[Opening Material for this task section]

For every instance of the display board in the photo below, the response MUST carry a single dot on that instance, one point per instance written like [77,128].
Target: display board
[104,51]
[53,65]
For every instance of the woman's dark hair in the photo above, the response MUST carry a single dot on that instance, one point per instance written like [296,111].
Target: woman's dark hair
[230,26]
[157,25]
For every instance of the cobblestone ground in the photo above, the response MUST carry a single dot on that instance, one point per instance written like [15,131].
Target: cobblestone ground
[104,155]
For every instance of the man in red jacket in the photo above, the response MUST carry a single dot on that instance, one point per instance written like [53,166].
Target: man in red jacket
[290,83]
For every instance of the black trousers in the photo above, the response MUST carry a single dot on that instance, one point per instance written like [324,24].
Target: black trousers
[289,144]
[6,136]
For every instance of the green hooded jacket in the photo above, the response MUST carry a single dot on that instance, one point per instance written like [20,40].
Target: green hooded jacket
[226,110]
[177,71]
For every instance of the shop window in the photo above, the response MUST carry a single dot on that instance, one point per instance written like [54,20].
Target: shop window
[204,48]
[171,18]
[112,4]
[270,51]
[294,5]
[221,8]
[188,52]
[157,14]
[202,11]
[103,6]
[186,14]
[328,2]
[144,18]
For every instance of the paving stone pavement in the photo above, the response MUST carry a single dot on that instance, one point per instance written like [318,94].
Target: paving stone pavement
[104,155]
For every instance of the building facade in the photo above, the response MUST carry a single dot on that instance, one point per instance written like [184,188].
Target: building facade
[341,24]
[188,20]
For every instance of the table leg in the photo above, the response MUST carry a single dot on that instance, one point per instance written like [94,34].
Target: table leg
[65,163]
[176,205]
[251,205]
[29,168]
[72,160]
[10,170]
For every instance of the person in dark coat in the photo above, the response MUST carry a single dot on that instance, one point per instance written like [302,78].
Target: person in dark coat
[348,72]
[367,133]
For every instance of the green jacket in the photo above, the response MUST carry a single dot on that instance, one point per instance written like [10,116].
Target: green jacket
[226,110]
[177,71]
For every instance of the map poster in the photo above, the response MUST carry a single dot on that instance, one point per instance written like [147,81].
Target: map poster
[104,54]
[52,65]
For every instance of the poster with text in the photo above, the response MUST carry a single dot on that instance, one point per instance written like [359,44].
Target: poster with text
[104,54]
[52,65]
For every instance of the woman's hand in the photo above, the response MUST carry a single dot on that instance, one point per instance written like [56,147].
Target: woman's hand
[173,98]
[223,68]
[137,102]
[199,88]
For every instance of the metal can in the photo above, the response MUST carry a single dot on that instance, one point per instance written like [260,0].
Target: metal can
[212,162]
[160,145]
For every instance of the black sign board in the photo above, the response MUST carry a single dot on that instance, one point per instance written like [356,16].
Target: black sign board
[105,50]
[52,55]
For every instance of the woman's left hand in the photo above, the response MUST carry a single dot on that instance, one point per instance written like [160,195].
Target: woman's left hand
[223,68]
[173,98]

[Closing Material for this task section]

- **Task to complete**: Once more, write out the entries exactly as they were written.

- **Expected output**:
For every instance of the display board in the photo below, the response MUST carry a single dot on that instance, one point per instance written like [77,128].
Target: display board
[104,51]
[53,65]
For every instance of the woman's dark hair in the photo above, the response MUST carry a single dot on that instance, one point per instance written like [296,111].
Target: woman's dark hair
[230,26]
[157,25]
For every instance of the cobblestone ground in the photo above, the response MUST carry a single dot on that instance, one point per instance written like [15,131].
Target: cobblestone ground
[104,155]
For every instance of the man in red jacket in the photo above, the response MUST carry a single dot on that instance, one point per instance written like [53,166].
Target: man in red jacket
[290,83]
For every instance of the black trousers in the photo above, the response MUST carry a single dot on that instance, one point per instance written like [324,24].
Target: black trousers
[289,144]
[6,136]
For every instance of the green hooded jacket in the photo above, the response MUST carry a single dot on that instance, one point per instance written like [20,40].
Target: green hooded jacket
[226,110]
[177,71]
For every instance of the shop window in the photo above, the response MUST carry a single dot on that instance, one point per instance written like [54,20].
Target: shop window
[204,48]
[171,18]
[112,4]
[270,51]
[294,5]
[221,8]
[188,52]
[157,14]
[202,11]
[103,6]
[186,14]
[328,2]
[144,18]
For every instance of the paving stone pavement in the photo above, the response MUST carry a single dot on that instance, one point per instance written like [318,94].
Target: paving stone pavement
[104,155]
For every instance of the building facade in the photo above, the response MUST carry a single dot on that instance, one point per instance written like [184,188].
Target: building facade
[341,24]
[188,20]
For every instance of the table leg in the photo above, the response MUST carry a single dot on that instance, one point per instance written like [94,34].
Target: table leg
[65,163]
[176,205]
[251,205]
[29,168]
[72,160]
[10,170]
For every instance of the person in dark coat in the photo above, the response MUST carry a single dot on that instance, one point per instance written like [302,78].
Target: person in dark coat
[348,72]
[367,133]
For every instance of the green jacket in the photo above, the response MUST carry a single dot on that instance, one point per instance written like [10,116].
Target: green jacket
[226,110]
[177,71]
For every instance of the map poster in the photo above, the response MUST carry a single dot on that instance, one point per instance written like [147,81].
Target: map poster
[104,54]
[52,65]
For every instance of the poster with text in the photo above, the response MUST carry a single dot on that instance, one point per instance written like [359,44].
Target: poster with text
[104,54]
[52,65]
For every instance of the woman's hand in the photo above, the response MUST carry a single dot on that instance, one point per instance written like [56,147].
Target: woman's hand
[173,98]
[223,68]
[137,102]
[199,88]
For every instance of the metal can in the photo above, the response MUST carry a single dot on that instance, one point per instance written like [260,0].
Target: metal can
[212,162]
[160,145]
For every instance of the black sign board in the photo above, the response MUST carry a single dot on that instance, one point per instance written like [356,16].
Target: black sign board
[105,50]
[52,55]
For every instance of the woman's left hand in the photo above, the response MUST carry a single dot on that instance, one point per instance written like [160,195].
Target: woman's left hand
[223,68]
[173,98]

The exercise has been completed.